(HOW TO COMPLETE THIS TASK)
Please reproduce the final stretch of the listing below: the line that contains "Rings of one" and all lines after it, verbatim, with nothing else.

(RECORD SET)
━━━━━━━━━━━━━━━━

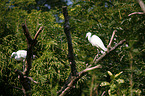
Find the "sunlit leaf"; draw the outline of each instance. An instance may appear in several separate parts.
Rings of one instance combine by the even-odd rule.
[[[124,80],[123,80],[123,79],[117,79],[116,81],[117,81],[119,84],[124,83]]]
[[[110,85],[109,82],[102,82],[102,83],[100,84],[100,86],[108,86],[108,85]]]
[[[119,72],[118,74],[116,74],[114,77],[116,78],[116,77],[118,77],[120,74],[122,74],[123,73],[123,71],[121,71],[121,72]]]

━━━━━━━━━━━━━━━━

(SOLVED PROBLEM)
Rings of one instance combine by the even-odd rule.
[[[124,80],[123,80],[123,79],[117,79],[116,81],[117,81],[119,84],[124,83]]]
[[[110,85],[109,82],[102,82],[102,83],[100,84],[100,86],[108,86],[108,85]]]
[[[119,72],[118,74],[116,74],[114,77],[116,78],[116,77],[118,77],[120,74],[122,74],[123,73],[123,71],[121,71],[121,72]]]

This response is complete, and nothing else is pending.